## The exercise
Copy out the data below, changing "innermost point" to "center point" everywhere it appears and keeping everything else the same. Leave the pictures out of your answer.

## Stored records

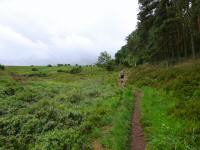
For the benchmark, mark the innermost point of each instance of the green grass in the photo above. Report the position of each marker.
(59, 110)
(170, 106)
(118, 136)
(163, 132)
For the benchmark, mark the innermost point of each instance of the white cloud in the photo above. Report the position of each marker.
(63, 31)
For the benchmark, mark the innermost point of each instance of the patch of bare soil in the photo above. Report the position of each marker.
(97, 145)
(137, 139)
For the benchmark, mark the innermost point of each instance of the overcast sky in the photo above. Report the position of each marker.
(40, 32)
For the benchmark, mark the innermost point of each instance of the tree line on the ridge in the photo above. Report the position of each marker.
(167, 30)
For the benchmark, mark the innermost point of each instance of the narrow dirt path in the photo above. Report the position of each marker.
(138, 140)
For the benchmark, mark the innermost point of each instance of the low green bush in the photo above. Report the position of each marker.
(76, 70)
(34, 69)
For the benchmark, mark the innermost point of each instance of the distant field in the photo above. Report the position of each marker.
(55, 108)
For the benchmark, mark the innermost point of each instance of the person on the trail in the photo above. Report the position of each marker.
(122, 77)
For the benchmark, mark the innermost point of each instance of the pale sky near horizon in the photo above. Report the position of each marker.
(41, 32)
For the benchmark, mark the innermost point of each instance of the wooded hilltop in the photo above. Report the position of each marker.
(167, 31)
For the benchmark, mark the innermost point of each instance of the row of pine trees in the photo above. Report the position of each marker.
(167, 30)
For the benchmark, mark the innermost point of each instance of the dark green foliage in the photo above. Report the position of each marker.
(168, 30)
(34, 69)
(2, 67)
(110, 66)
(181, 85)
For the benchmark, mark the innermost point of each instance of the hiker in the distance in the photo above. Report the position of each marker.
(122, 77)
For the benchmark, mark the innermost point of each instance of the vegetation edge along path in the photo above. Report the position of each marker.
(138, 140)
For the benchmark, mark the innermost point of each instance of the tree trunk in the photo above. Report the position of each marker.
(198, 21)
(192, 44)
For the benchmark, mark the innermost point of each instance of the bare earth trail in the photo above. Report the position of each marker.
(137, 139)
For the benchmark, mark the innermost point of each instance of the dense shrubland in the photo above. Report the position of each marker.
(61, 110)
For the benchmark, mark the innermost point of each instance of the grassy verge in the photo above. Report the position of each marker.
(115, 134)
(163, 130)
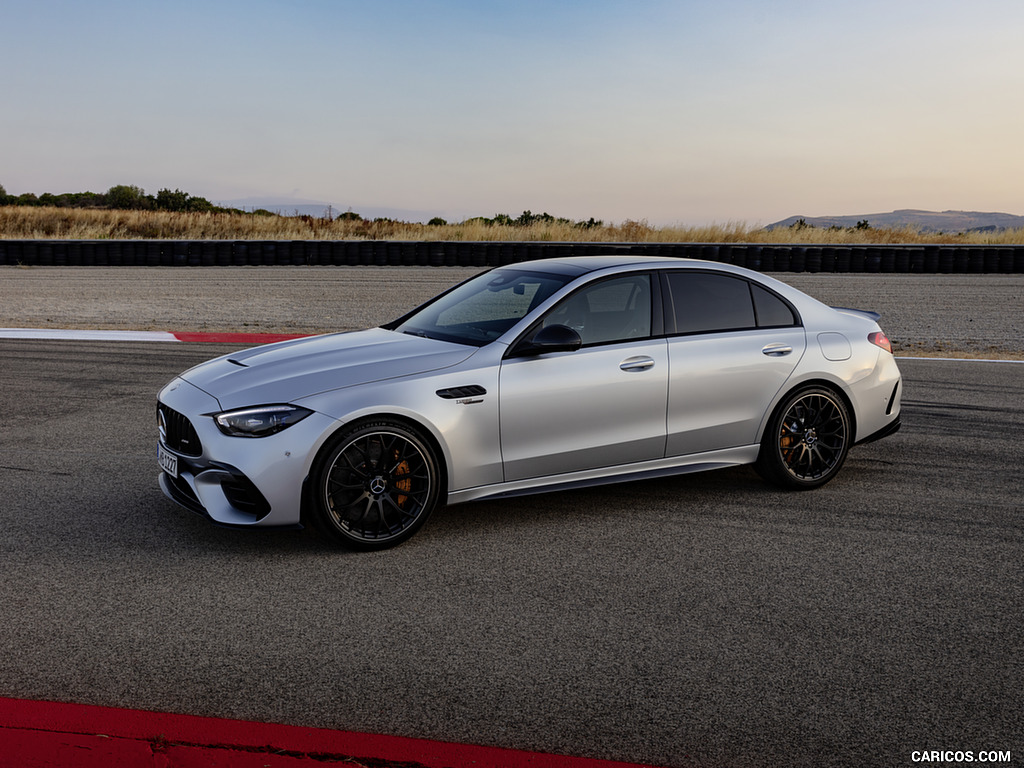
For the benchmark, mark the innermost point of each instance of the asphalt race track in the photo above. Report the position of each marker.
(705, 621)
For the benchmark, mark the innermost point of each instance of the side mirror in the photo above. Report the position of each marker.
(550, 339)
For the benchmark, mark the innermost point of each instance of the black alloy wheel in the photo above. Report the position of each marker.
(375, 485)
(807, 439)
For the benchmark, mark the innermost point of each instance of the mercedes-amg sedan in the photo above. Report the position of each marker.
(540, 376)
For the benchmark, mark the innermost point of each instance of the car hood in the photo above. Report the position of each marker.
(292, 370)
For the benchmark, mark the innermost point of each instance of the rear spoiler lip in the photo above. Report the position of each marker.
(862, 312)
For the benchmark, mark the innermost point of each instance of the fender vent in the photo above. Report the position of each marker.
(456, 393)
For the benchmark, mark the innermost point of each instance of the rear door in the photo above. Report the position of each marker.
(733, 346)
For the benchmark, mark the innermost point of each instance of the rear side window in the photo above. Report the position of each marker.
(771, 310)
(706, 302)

## Result of this exercise
For the benchmark, mark the center point of each instance of the green grass in the photo above. Report the position of each marker.
(59, 110)
(170, 106)
(118, 136)
(163, 132)
For the benchmark, mark the center point of each instance of the white cloud in the photo above. Report the position of each marker.
(63, 31)
For the benchmark, mark the center point of each instance of the patch of bare soil in the photo above. Report the position of each marker.
(97, 145)
(137, 139)
For the benchmark, mark the center point of each instance of the overcast sky in the photo above. Report the position of each marker.
(40, 32)
For the benchmark, mark the center point of each instance of the tree line on the ridge in the photo above. Report the position of each marker.
(167, 30)
For the benchmark, mark the center point of each instance of the narrow dirt path in the photo above. Report the position of each marker.
(138, 140)
For the benchmark, mark the center point of each instance of the low green bush in the photo above. Report the position of each marker.
(76, 70)
(34, 69)
For the benchmark, mark the center point of each instance of the distant field in the photo above. Report the position of each marker.
(55, 108)
For the benchmark, mark the center point of each instance of the person on the trail in the photo above. Report the position of each marker.
(122, 77)
For the benchmark, mark the center point of each instance of the pale sky near horizon in the photo above. Report the position of each marker.
(41, 32)
For the benchmark, mark the center point of each instance of the wooded hilltop in the photo above. Report the position of each marker.
(167, 31)
For the benchmark, mark the center point of each instance of the row of pine trees in the photo above. Report the position of each marker.
(167, 30)
For the benchmark, mark the center point of each instance of the dark green foliage in the photo above. Report the position of each marker.
(168, 30)
(34, 69)
(2, 67)
(110, 66)
(181, 85)
For the benchmark, mark the center point of each instance of the hiker in the distance in the photo above. Report the position of each marker.
(122, 77)
For the benchmark, mark the center point of each instance of the vegetation edge along path in the photo above. Report the position of each marker.
(138, 140)
For the benchmark, mark the center point of each instance of the tree trunk in the photo above. Report the position of each marker.
(198, 21)
(192, 44)
For the benchmark, mark the center point of each instance of the bare earth trail in the photo above. Report the position of each marker.
(137, 139)
For the benchmark, mark the center point of each instance of the dense shrubland in the photo above. Report the position of each marker.
(61, 110)
For the benchmark, mark the center point of each instance of the grassy verge in the photo above. Report the position of each marker.
(115, 134)
(163, 130)
For the benchmark, mark the center point of each instance of the asphalt race track in the photo above. Report the position of each marker.
(705, 621)
For the benchmark, mark the center point of each instance of the side mirror in the photo above. Report the position of each marker.
(550, 339)
For the benchmark, mark the center point of each instance of the black alloy wheel in the photo above. Report the position of each marker.
(375, 485)
(807, 439)
For the benchmark, mark the center point of each instance of the mercedes-amg sedan in the photo above. Report the position of each marker.
(540, 376)
For the benchmark, mark the center point of each instance of the car hood in the photo above. Report the position of each marker.
(292, 370)
For the benchmark, mark the center point of each instance of the rear spoiler lip in the photo above. Report the position of each marker.
(862, 312)
For the benchmark, mark the center point of each instance of the fender vent in the photo above. Report the position of each marker.
(456, 393)
For the benchmark, mark the center point of each instance of the rear door in the photo above. Report the position of each marker.
(733, 346)
For the benchmark, mark the center point of each instance of the rear side window in the photo above. Report the position of each marker.
(771, 310)
(706, 302)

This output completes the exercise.